Ex-Barclays Boss Found Guilty of Fraud
The former ceo of Barclays, Britain’s 326-year-old bank, was charged with fraud and unlawful financial assistance in its dealings with Qatari investors. Three other ex-directors of the bank became the first British bankers charged with financial crimes for conduct during the 2008 financial crisis.
During the financial crisis in 2008, the British banking system was close to a total collapse and needed money. Barclays turned to Qatari investors, including the former prime minister of Qatar, to raise over £11 billion (us$14 billion) to avoid being bailed out.
The Serious Fraud Office (sfo) spent five years investigating side deals the bank made with Qataris when it received the Qatari investment. Barclays paid the Qatari investors $408 million, payments labeled as “advisory services agreements,” while raising the billions needed to prevent the bailout. The Financial Conduct Authority (fca) planned to fine the bank in 2013 for failing to disclose the payments, but its probe was put on hold while the sfo conducted its investigation. No Qataris are accused of wrongdoing.
This is just one of the ongoing investigations Barclays is under. The fca is reopening its inquiry and United States regulators are also looking into the Qatar dealings. The current ceo of Barclays faces a regulatory probe investigating whether he broke rules designed to protect whistle-blowers. Finally, Barclays faces legal action after rejecting a settlement with U.S. authorities over claims it mis-sold toxic mortgage-backed investments that helped cause the 2008 financial crisis.
That’s quite the list—but not surprising.
Back in 2012, Barclays admitted to fixing the London Interbank Offered Rate (libor), an interest rate used to benchmark the price of financial investments. Credit cards, car loans, student loans, mortgages and more complex financial investments are all based on the libor rate.
Barclays got away with only a $455 million fine for helping fix the rate, but no one went to jail.
The Trumpet has reported on why it matters.
The global financial system was apparently a racket all along—the banksters just temporarily convinced the world otherwise.
Now confidence in the whole system is being broken.
“If you can’t trust what is believed to be a market-based price, then you have to question all market-based prices,” says Cumberland Adviser’s chief investment officer, David Kotok.
“libor is probably the single-most supposedly market-based price of credit in the world,” he says. “And now we see it may have been rigged and rigged for a long period of time. It’s destructive of confidence to the ‘nth’ degree and calls into question huge elements of finance.”
If you can’t trust the regulatory authorities, who are supposed to be protecting investors, institutions and participants, then who can you trust?
That’s a hugely important question that investors and governments around the world are sure to be asking: Can the Anglo-Saxon financial system be trusted?
Leaders of Barclays could finally face jail time for immoral actions, but that won’t do much to repair the broken trust.

Data excerpts
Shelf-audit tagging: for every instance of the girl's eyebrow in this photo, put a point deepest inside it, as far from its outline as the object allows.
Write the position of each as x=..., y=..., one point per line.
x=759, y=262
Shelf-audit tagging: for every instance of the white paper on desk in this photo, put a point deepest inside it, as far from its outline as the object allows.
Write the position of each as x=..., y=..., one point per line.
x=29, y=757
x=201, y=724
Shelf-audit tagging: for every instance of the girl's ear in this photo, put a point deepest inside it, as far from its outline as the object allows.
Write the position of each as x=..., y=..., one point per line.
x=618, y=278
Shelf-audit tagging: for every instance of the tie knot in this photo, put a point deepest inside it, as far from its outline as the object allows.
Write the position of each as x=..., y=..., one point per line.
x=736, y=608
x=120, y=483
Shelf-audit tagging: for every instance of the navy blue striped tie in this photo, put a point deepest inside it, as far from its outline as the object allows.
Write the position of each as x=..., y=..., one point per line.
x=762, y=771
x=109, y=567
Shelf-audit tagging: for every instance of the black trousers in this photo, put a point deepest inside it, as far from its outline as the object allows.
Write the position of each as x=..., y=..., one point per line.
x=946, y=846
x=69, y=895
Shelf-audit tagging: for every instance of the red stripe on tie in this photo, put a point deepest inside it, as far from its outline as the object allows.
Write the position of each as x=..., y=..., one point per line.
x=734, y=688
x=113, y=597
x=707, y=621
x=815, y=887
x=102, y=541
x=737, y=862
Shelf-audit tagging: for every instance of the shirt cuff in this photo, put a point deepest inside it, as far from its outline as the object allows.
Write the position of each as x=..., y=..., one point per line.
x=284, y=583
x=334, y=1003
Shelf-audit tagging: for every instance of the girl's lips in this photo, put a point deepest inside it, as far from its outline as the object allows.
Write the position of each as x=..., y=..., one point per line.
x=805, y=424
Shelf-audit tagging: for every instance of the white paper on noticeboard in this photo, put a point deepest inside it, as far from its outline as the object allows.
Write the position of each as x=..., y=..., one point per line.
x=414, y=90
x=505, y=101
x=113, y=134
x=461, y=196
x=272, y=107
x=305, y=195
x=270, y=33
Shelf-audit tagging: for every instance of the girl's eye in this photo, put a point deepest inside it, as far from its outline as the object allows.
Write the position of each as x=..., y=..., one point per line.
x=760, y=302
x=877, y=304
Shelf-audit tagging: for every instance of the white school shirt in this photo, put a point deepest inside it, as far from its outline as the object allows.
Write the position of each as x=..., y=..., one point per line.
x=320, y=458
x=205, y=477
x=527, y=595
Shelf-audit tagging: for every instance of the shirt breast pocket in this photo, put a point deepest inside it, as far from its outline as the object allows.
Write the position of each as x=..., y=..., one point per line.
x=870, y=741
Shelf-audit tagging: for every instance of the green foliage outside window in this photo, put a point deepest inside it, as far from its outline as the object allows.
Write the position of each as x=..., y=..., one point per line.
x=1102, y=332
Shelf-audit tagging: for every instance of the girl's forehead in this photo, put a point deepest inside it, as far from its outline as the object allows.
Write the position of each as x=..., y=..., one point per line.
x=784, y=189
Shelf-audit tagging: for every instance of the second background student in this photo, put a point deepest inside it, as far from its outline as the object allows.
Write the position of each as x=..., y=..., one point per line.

Required work
1/ In the Barclays article, how much did the bank pay the Qatari investors?
2/ Copy the Barclays article from "This is just" up to and including "the libor rate.", swapping "whistle-blowers" for "informants".
The rows can be left aside.

Answers below
1/ Barclays paid the Qatari investors $408 million.

2/
This is just one of the ongoing investigations Barclays is under. The fca is reopening its inquiry and United States regulators are also looking into the Qatar dealings. The current ceo of Barclays faces a regulatory probe investigating whether he broke rules designed to protect informants. Finally, Barclays faces legal action after rejecting a settlement with U.S. authorities over claims it mis-sold toxic mortgage-backed investments that helped cause the 2008 financial crisis.
That’s quite the list—but not surprising.
Back in 2012, Barclays admitted to fixing the London Interbank Offered Rate (libor), an interest rate used to benchmark the price of financial investments. Credit cards, car loans, student loans, mortgages and more complex financial investments are all based on the libor rate.